Fragmento =>
• • • • • • •

Paseos por Sevilla

 

¡Oh río  de Sevilla! ¡No volverá nunca aquella época, aunque sólo sea en ensueños?

Al- Kutandi. Poeta andalusí (siglo XII)

El cúmulo de sensaciones que la capital andaluza despierta en el viajero es privilegio de tan sólo algunas ciudades del mundo. Pocos son, como fueron ayer, los que no sucumben desde el primer instante a sus encantos, a su hospitalaria atmósfera meridional, al refinamiento de su arte, arquitectura y urbanismo, a la profundidad de su historia y a su leve aire romántico, teñido de sensual exotismo. Buen pórtico para una ruta dedicada a Washington Irving, que residió en la ciudad y vio en ella retazos de Las mil y una noches.

• • • • • • •

Instrucciones =>
[A] Responde a estas preguntas sobre el texto sobre Sevilla:
(i) ¿De qué siglo es el poeta andalusí de la cita inicial?
(ii) ¿Qué despierta la capital andaluza en el viajero, algo que es privilegio de tan sólo algunas ciudades del mundo?
(iii) ¿Retazos de qué obra vio Washington Irving en la ciudad?
[B] Prosigue, por favor, el texto sobre Sevilla a partir de su última frase.

(Entradas de datos almacenadas)
• • • • • • •

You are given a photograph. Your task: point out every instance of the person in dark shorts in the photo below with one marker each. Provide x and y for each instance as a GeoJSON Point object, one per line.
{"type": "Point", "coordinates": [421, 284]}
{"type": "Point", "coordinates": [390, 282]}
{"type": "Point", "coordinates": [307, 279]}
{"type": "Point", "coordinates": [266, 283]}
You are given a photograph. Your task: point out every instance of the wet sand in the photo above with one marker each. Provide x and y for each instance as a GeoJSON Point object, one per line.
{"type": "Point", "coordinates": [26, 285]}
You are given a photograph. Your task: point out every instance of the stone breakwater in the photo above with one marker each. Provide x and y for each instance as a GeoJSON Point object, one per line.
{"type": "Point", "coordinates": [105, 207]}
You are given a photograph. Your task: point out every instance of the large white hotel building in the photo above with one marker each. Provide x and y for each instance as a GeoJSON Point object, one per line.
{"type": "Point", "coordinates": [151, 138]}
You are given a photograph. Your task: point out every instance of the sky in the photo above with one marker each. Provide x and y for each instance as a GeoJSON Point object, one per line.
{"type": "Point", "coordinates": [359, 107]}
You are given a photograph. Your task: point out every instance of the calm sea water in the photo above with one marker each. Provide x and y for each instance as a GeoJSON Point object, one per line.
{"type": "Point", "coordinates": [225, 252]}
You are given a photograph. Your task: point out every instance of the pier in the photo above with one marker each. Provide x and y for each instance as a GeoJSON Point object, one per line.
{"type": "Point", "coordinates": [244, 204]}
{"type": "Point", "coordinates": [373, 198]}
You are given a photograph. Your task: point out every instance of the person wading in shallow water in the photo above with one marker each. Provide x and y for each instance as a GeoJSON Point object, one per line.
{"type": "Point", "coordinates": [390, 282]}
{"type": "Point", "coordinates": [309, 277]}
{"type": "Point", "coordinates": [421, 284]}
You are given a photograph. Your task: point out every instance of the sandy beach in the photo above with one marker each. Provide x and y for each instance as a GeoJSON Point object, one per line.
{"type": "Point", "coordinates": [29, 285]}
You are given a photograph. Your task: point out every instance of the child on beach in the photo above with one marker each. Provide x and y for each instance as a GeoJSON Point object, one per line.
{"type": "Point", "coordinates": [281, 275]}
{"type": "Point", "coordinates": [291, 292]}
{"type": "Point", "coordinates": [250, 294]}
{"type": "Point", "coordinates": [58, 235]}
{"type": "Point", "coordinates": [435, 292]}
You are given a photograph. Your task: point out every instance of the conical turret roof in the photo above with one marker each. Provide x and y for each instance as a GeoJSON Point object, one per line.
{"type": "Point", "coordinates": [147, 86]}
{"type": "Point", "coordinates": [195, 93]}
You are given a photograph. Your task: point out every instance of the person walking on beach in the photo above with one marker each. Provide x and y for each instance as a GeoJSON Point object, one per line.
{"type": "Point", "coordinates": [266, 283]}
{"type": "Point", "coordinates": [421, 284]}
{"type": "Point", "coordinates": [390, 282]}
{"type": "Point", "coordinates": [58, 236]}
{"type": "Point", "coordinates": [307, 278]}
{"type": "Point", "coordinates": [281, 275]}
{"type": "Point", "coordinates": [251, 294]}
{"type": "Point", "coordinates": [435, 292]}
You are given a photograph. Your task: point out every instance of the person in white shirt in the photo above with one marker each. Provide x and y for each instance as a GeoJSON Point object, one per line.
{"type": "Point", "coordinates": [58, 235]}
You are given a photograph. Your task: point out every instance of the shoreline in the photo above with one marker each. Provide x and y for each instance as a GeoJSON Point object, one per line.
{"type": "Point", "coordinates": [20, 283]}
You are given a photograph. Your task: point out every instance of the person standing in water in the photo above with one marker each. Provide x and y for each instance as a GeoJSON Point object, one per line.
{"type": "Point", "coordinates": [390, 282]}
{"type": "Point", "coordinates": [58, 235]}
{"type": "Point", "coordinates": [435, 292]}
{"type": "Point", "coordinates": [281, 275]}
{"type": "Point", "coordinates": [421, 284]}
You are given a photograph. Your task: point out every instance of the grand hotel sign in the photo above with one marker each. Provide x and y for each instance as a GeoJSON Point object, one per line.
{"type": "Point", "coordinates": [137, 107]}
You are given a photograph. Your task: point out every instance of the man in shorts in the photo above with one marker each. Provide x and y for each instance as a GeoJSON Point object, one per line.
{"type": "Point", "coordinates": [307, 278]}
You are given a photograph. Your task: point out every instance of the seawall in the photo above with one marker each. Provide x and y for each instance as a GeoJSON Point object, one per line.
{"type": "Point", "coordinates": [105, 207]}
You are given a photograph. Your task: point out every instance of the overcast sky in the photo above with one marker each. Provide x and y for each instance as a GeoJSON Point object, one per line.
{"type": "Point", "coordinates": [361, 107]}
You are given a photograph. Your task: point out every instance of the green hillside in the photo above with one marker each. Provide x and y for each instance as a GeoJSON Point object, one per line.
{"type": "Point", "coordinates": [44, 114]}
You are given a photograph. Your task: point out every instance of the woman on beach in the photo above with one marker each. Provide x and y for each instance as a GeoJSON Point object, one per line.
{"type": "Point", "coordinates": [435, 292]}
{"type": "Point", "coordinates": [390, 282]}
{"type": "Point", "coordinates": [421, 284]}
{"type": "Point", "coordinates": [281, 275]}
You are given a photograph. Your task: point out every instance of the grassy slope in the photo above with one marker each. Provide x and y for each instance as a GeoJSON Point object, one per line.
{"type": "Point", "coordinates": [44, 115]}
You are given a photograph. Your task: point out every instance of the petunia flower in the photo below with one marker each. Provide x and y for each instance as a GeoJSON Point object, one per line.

• • • • • • •

Respuestas por número =>
[A]
(i) Del siglo XII.
(ii) Un cúmulo de sensaciones.
(iii) De Las mil y una noches.

[B]
Las raíces de Sevilla se hunden en una mítica nebulosa tres mil años atrás, cuando, según dice el lema, «Hércules la fundó». Ocupando una estratégica situación en el punto justo donde el Guadalquivir se abre a la influencia del océano, en una inmejorable posición para el comercio tanto terrestre como marítimo, germinó en los primeros siglos del primer milenio a. C., integrada en el reino de Tartesos y en la órbita de las colonias fenicias. Más tarde, la presencia cartaginesa cedió el paso a Roma. Híspalis, la vieja Sevilla, se convirtió en una de las capitales de la próspera provincia de la Bética, frente a su vecina y aristocrática rival, Itálica, cuna de Trajano y Adriano. En época visigoda sostuvo su preeminencia, destacando hacia el siglo VI como uno de los focos del saber más activos de Europa.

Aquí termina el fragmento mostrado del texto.